**EXCERPT:**
※

RACHEL MARTIN, HOST:

This is WEEKEND EDITION from NPR News. I'm Rachel Martin.

Crimeans are voting today on whether to break away from Ukraine. The Ukrainian government and the West have condemned the Russian-led referendum. Adding to tensions, on Saturday, Russian forces moved to occupy a gas depot in another Ukrainian region. In the capital city of Kiev, people see the move as further proof that Russian President Vladimir Putin's designs on their country will not end in Crimea.

NPR's Eleanor Beardsley reports from Kiev.

ARTYOM KLUCHNIKOV: What do you what to do with it?

ELEANOR BEARDSLEY, BYLINE: Thirty-six-year-old Artyom Kluchnikov walks home from the subway station to his apartment in a middle-class neighborhood on the outskirts of Kiev. Crossing a landscape of gray, Soviet-era apartment blocks, Kluchnikov says he and other neighbors are wrestling with tough decisions about the future.

KLUCHNIKOV: Everybody is thinking about first, exit strategy for the family. And secondly, how are we going to prepare for fighting?

BEARDSLEY: What do you mean exit strategy for the family?

KLUCHNIKOV: Well, I mean if something starts happening at the eastern border of Ukraine, I'm going to send my family to the western part of Ukraine at the least. And if Poland opens its borders for refugees that probably that will be the next step.

(SOUNDBITE OF DOOR AND KEY, WALKING UPSTAIRS)

BEARDSLEY: We head up two flights of stairs through a dark, graffiti-scrawled hallway to a warm welcome by Kluchnikov's 3-year-old daughter, Olena.

OLENA KLUCHNIKOV: (Foreign language spoken)

BEARDSLEY: Olena helps make tea with her mother, Marina, before breaking into a little song.

KLUCHNIKOV: (Singing in foreign language)

BEARDSLEY: Kluchnikov works as translator and does other odd jobs. His wife, Marina, is getting her Ph.D. at in economics. The couple has two other children and they live in a three-room flat on a tight budget. Every decision counts, especially these days. Like whether or not they can buy a new skateboard for their 13-year-old son, Nikita.

Because they're expensive or because you can't find one?

KLUCHNIKOV: Well, for us they're expensive.

※

**SUPPLIED INFORMATION:**
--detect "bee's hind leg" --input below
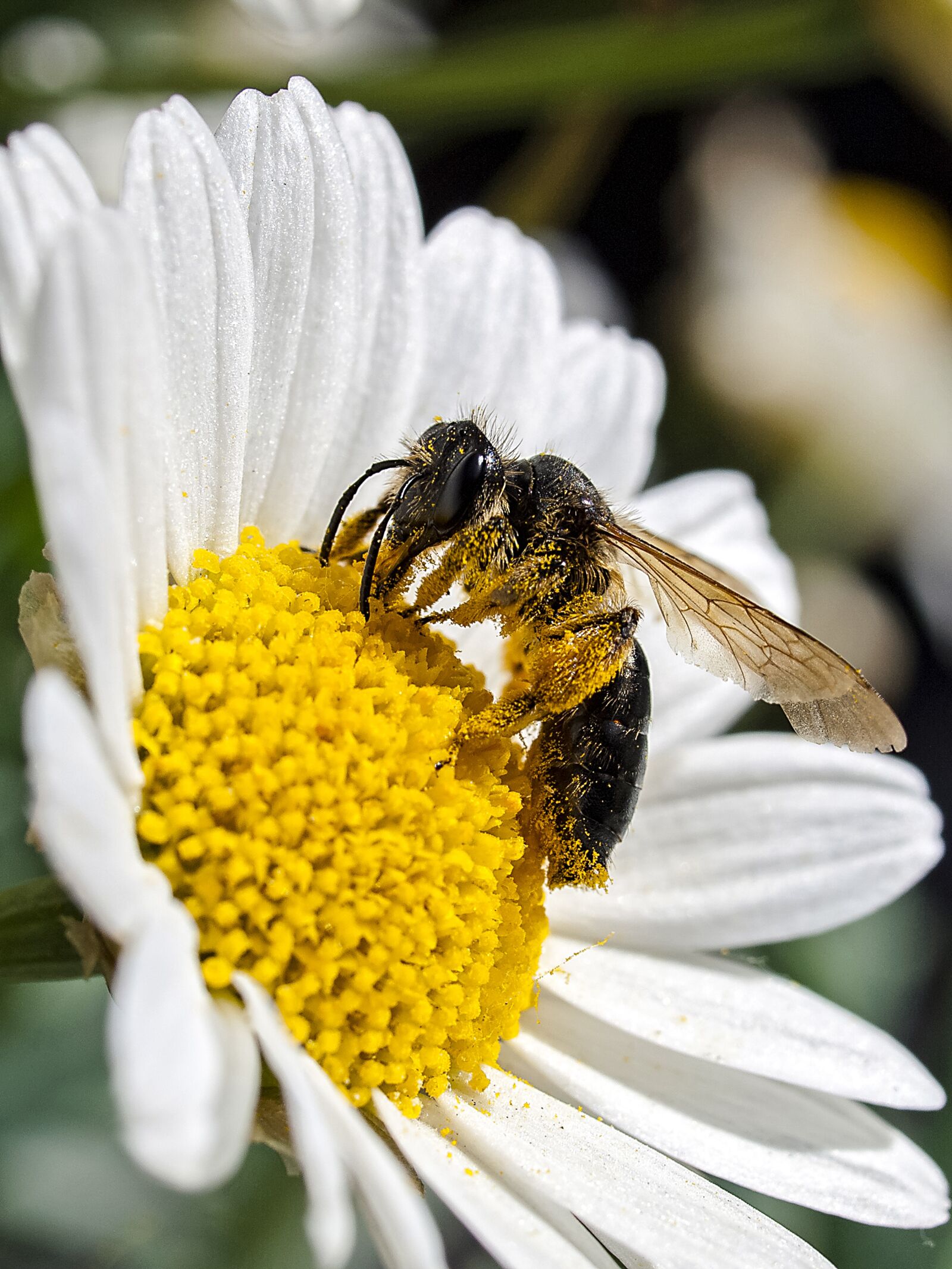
[527,641,651,887]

※

**REQUIRED ACTION A:** In the Kiev report, why is buying a new skateboard for Nikita a hard decision for the Kluchnikov family? Answer in one to three sentences.
**REQUIRED ACTION B:** Continue the Kiev report from its last line.

**EXERCISE RESULT A:** The family of five lives in a three-room flat on a tight budget, so every decision counts. Kluchnikov says skateboards are expensive for them.

**EXERCISE RESULT B:**
MARINA KLUCHNIKOV: Because we don't know what's going to happen tomorrow when we need our money to go. Just in case, because they say that, you know, major cities are the main targets, you know, if something happens.

(SOUNDBITE OF POURING TEA)

BEARDSLEY: Along with such grim thoughts, I'm served cake and tea with honey. Ukrainian hospitality never wavers. Though they didn't participate in the occupation of Kiev's Maidan Square, the young couple supported the protest movement against their corrupt government. They can hardly believe what's happened in the past few months - the killing of protesters, their president fleeing, and now the stand-off with Russia. The couple is stunned by the Russian military's aggressive moves and what they say is a propaganda war being waged by Russian president Vladimir Putin.

But Marina says experience has taught Ukrainians they must go on.

KLUCHNIKOV: We have this saying. (Foreign language spoken). War is war, but the dinner should be ready in time.

BEARDSLEY: The Kluchnikov's say they hope the West will stand by Ukraine. The country gave up its nuclear arsenal with assurances its sovereignty would be guaranteed. Now they wonder if that was perhaps a mistake. But Ukraine must turn toward Europe, says Artyom Kluchnikov.

KLUCHNIKOV: We believe that certain democratic values are appreciated in the West, which are not appreciated and are put down in Russia. And I don't want that for my country. I don't want it for my children.

BEARDSLEY: Some days Marina says all she can do is lie on the couch and cry. She prays a lot. Their son Nikita worries that his father will have to fight in the army. Ten-year-old daughter Masha woke up with nightmares after hearing her parents talk of hastily leaving. Kluchnikov says these days, the only certainty is uncertainty.

KLUCHNIKOV: Because, yeah, people have different ideas about what Putin is going to do. Whether it's going to be just Crimea or eastern and southern parts, or it's going to be Kiev.

BEARDSLEY: Today's referendum on whether Ukraine will lose Crimea is hardly reassuring to the Kluchnikovs.